Age-related macular degeneration (AMD) is the main cause of legal blindness and vision loss in the elderly in developed countries. It is a complex, multilateral disease with many confirmed or putative factors involved in its etiology, but the mechanism of pathogenic action of these factors is not completely clear. Oxidative stress is likely the mechanism most often associated with AMD, but in fact it is difficult to find a disorder that does not include oxidative stress in its pathogenesis. Moreover, in many cases it is not clear whether oxidative stress belongs to the causes or consequences of AMD. The role of oxidative stress in AMD is frequently linked with the macula environment and continuous generation of reactive oxygen species (ROS), resulting from the high oxygen metabolism of the retina. However, even when combined with aging, oxidative stress cannot be considered as a sole factor in AMD pathogenesis.
Telomeres are complexes of proteins and DNA, largely in single-stranded form with the 5′-TTAGGG-3′ repeated sequence motif. They protect chromosome ends against degradation and fusion but are progressively shortened with each DNA replication round. The high metabolic rate in the retina may be associated with telomere attrition [1]. The high content of guanine in telomeres makes them vulnerable to oxidative damage, but the complex structure of telomeres impedes access of DNA repair proteins to the site of damage. Critically short or dysfunctional telomeres induce senescence, which plays an important role in AMD pathogenesis, but the length of telomeres is not a deciding factor in senescence induction [2][3]. Telomerase, an RNA-dependent DNA polymerase, extends telomeres and is active in frequently dividing cells (reviewed in [4]). Telomerase regulates gene expression independently of its DNA polymerase activity and several transcription factors mediate this regulation [5][6][7].

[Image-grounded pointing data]
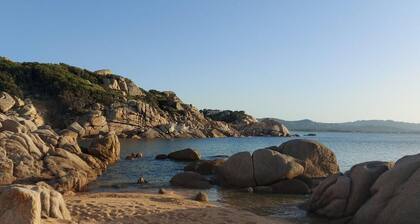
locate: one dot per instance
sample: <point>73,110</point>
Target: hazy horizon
<point>329,61</point>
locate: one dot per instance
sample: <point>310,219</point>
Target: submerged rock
<point>134,155</point>
<point>318,160</point>
<point>341,196</point>
<point>190,180</point>
<point>141,180</point>
<point>6,102</point>
<point>202,197</point>
<point>185,155</point>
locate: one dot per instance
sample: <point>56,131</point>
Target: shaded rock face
<point>107,148</point>
<point>264,127</point>
<point>318,160</point>
<point>294,186</point>
<point>190,180</point>
<point>185,155</point>
<point>395,195</point>
<point>30,203</point>
<point>341,196</point>
<point>271,166</point>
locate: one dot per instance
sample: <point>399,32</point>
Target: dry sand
<point>91,208</point>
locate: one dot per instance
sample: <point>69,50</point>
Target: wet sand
<point>95,208</point>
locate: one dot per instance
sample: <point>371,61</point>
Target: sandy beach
<point>88,208</point>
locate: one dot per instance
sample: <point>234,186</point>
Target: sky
<point>326,60</point>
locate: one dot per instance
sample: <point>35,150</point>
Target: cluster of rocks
<point>371,193</point>
<point>38,162</point>
<point>31,203</point>
<point>31,151</point>
<point>287,169</point>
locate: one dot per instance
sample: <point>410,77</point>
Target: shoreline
<point>139,207</point>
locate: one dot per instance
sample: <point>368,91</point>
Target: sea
<point>349,148</point>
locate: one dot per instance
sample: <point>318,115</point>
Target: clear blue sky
<point>325,60</point>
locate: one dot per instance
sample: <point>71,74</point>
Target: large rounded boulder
<point>271,166</point>
<point>318,160</point>
<point>341,196</point>
<point>237,171</point>
<point>205,167</point>
<point>6,102</point>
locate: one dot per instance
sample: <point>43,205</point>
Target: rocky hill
<point>99,102</point>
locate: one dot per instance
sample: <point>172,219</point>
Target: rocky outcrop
<point>6,102</point>
<point>264,127</point>
<point>185,155</point>
<point>204,167</point>
<point>29,203</point>
<point>237,171</point>
<point>271,166</point>
<point>190,179</point>
<point>102,101</point>
<point>277,172</point>
<point>318,160</point>
<point>341,196</point>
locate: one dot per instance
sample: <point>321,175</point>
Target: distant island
<point>365,126</point>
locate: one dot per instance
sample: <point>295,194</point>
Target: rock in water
<point>161,157</point>
<point>106,148</point>
<point>319,161</point>
<point>20,205</point>
<point>271,166</point>
<point>141,180</point>
<point>28,203</point>
<point>6,102</point>
<point>202,197</point>
<point>204,167</point>
<point>190,180</point>
<point>185,155</point>
<point>395,195</point>
<point>237,171</point>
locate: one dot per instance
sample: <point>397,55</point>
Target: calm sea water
<point>350,149</point>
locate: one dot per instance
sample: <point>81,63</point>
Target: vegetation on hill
<point>74,88</point>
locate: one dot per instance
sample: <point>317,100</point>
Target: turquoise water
<point>350,149</point>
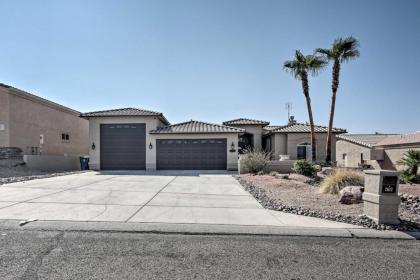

• **PROBLEMS AND TASKS**
A. Which bracketed reference numbers are cited in the text on AMD and telomeres? List each one once.
B. Can you recast the paragraph beginning "Telomeres are complexes of proteins and DNA" from the AMD text as a short bulleted list that keeps its main facts?
C. How would the text on AMD and telomeres go on after its final sentence? Write the next part.

• **RESULTS**
A. [1], [2], [3], [4], [5], [6], [7]

B.
- Telomeres are protein–DNA complexes, largely single-stranded, with the repeated 5′-TTAGGG-3′ motif.
- They protect chromosome ends against degradation and fusion but shorten with each DNA replication round.
- The retina's high metabolic rate may be associated with telomere attrition.
- Their high guanine content makes them vulnerable to oxidative damage, and their complex structure impedes access of DNA repair proteins.
- Critically short or dysfunctional telomeres induce senescence, which is important in AMD pathogenesis, though telomere length does not decide senescence induction.
- Telomerase, an RNA-dependent DNA polymerase, extends telomeres and is active in frequently dividing cells.
- Telomerase also regulates gene expression independently of its polymerase activity, with several transcription factors mediating this.

C.
2. Age-Related Macular Degeneration

The retina is the most energy-demanding tissue in the human body due to the activity of photoreceptors that convert a light pulse into electric signal. Age-related macular degeneration (AMD) is an eye disease affecting the macula, a small structure in the center of the retina containing the fovea, responsible for sharp and color vision. AMD is a serious physical and mental problem for individuals and a high burden for societies [8]. Clinically, AMD is classified into dry (atrophic) and wet (neovascular) forms (Figure 1).
Figure 1. Age-related macular degeneration (AMD) may basically occur in two forms: dry and wet. Fundus photograph (upper panel), autofluorescence (middle panel), and optical coherence of intermediate dry AMD with drusen (white arrows) (A); advanced geographic atrophy (GA) with typical GA lesions (blue arrows) (B); and wet AMD with subretinal and intraretinal fluids and hemorrhage (yellow arrows) (C).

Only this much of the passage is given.